::: INFORMATION PROVIDED

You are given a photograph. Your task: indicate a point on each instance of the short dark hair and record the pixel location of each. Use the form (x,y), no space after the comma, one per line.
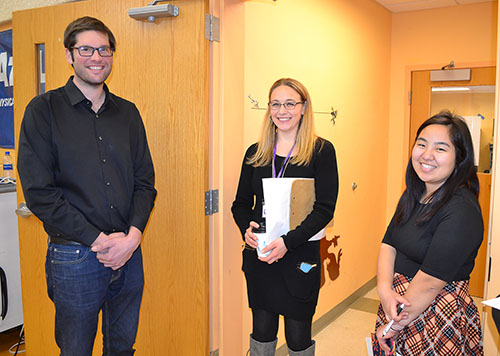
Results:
(86,23)
(464,174)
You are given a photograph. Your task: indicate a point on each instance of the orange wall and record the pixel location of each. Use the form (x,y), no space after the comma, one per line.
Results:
(341,51)
(3,27)
(430,39)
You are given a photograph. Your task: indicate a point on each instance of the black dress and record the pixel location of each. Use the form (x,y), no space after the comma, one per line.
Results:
(281,287)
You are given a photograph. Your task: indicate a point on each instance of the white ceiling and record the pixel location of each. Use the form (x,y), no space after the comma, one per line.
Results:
(414,5)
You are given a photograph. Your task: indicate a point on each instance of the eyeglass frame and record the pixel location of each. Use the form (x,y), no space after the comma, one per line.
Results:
(285,103)
(98,49)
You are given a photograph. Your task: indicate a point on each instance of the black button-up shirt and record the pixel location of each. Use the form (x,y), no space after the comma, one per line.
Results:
(84,172)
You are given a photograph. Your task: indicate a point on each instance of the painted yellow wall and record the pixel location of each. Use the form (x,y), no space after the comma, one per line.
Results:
(491,335)
(341,51)
(430,39)
(3,27)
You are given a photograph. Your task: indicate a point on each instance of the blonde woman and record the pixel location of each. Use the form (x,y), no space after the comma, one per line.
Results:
(288,147)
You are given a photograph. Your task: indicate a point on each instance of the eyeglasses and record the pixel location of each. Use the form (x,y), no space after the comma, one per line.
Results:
(288,105)
(88,51)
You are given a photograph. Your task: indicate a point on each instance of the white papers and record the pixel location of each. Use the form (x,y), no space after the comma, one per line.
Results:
(277,193)
(494,303)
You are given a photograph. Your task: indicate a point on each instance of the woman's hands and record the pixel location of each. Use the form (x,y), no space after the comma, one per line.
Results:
(277,247)
(278,250)
(386,341)
(390,301)
(250,238)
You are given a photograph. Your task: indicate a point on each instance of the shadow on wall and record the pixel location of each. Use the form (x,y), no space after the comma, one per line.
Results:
(330,262)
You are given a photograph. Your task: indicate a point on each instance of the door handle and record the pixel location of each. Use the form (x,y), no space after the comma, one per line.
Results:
(23,211)
(5,298)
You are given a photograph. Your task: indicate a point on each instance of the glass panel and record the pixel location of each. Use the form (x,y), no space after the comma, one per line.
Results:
(477,103)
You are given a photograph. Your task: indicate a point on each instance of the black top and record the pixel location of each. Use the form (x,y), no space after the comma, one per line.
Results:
(323,168)
(83,172)
(445,247)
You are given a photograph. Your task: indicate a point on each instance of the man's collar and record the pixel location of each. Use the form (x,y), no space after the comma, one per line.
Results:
(76,96)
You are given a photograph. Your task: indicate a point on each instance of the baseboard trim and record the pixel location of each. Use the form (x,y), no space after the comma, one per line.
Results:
(335,312)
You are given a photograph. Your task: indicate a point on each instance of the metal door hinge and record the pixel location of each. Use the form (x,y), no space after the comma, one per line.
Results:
(212,202)
(212,28)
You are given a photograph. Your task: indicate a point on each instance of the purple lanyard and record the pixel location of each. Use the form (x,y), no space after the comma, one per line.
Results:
(281,173)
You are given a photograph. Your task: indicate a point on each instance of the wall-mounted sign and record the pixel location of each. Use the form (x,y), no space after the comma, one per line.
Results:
(6,91)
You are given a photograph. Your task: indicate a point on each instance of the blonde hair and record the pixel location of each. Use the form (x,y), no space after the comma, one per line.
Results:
(306,136)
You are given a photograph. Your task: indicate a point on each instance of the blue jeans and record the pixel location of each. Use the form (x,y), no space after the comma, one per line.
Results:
(80,286)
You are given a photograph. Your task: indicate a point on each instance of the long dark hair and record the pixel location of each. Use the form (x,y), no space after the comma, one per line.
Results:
(464,174)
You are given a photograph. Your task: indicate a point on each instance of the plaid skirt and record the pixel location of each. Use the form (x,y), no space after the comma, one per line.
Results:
(449,326)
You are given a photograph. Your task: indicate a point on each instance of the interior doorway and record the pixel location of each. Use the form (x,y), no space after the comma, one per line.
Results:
(474,99)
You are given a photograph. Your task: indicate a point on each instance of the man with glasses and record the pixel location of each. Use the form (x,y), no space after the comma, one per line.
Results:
(87,174)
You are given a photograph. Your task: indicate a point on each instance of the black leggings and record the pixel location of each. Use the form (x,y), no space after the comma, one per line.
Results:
(265,329)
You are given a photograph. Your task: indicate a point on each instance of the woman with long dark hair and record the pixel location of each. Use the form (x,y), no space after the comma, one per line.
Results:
(276,285)
(428,251)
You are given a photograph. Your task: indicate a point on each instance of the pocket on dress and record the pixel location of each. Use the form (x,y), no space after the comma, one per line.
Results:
(304,287)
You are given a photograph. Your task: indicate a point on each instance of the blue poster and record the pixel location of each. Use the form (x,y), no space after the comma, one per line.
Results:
(6,91)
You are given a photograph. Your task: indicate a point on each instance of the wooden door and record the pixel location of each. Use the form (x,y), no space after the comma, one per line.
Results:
(163,68)
(421,111)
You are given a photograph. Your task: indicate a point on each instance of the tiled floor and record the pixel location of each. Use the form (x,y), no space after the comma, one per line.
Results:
(345,336)
(7,339)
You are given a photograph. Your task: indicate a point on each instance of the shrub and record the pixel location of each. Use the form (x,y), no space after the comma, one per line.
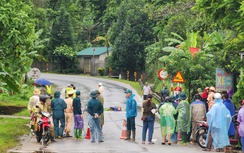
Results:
(101,71)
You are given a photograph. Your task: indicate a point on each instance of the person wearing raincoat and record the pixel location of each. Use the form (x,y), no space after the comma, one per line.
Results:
(58,106)
(78,117)
(148,109)
(240,119)
(167,120)
(184,117)
(131,113)
(218,118)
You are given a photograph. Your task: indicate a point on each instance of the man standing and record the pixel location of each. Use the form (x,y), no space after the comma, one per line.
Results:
(101,99)
(183,122)
(210,98)
(69,118)
(95,109)
(198,113)
(31,107)
(131,113)
(146,90)
(58,105)
(78,118)
(230,106)
(218,118)
(100,88)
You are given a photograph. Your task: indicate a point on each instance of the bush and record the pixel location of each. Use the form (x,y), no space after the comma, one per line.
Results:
(238,96)
(101,71)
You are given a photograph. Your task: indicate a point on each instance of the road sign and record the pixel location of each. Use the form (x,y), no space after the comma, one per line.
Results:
(34,73)
(162,74)
(178,78)
(223,80)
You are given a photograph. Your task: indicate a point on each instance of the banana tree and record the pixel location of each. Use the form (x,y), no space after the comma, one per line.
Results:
(196,69)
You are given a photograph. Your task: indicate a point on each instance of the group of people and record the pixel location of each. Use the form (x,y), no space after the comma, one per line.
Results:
(179,117)
(67,112)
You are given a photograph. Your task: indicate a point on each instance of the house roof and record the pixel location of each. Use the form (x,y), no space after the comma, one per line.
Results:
(93,51)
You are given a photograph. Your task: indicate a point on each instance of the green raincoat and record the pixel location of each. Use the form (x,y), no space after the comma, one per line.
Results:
(184,117)
(167,120)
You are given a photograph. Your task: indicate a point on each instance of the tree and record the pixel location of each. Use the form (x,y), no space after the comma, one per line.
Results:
(130,35)
(197,69)
(17,42)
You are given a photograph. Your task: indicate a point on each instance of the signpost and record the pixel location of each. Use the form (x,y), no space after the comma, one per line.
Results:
(34,73)
(223,80)
(162,75)
(178,78)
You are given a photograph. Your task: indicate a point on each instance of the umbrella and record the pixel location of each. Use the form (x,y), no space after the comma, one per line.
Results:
(42,81)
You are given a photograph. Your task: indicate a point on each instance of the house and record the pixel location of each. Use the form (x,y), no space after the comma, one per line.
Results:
(93,58)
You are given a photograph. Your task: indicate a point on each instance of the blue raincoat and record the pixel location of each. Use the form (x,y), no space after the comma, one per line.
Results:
(131,107)
(219,119)
(229,105)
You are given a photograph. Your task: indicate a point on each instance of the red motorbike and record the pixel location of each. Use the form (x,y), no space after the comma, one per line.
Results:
(43,134)
(203,131)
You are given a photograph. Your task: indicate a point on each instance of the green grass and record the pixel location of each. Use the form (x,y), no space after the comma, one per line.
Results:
(9,135)
(24,112)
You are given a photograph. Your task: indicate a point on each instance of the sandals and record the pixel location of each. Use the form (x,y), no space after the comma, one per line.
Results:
(219,150)
(206,149)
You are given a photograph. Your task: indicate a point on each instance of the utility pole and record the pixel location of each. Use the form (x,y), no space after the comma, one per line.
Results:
(93,62)
(241,54)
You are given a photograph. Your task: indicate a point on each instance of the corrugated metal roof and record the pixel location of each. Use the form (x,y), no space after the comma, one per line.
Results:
(93,51)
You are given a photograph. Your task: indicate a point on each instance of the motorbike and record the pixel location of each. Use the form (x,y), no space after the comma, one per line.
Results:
(43,133)
(203,131)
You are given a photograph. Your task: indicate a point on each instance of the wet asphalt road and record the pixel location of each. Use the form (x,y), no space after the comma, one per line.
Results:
(113,96)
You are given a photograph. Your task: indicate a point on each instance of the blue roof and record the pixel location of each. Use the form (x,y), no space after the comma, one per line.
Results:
(93,51)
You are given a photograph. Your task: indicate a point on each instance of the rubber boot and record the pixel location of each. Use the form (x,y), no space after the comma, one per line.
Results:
(128,135)
(75,134)
(133,136)
(80,134)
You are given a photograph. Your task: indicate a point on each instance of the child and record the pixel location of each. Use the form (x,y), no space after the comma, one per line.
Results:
(240,119)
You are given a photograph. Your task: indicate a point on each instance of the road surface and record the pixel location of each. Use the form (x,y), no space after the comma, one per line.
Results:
(112,131)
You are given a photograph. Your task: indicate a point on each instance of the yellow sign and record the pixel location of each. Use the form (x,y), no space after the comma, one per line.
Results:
(178,78)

::::::

ASSIGNMENT – Scan the records above for lines with the word "dark". Then report how many there are, as a bare number.

TASK RESPONSE – 3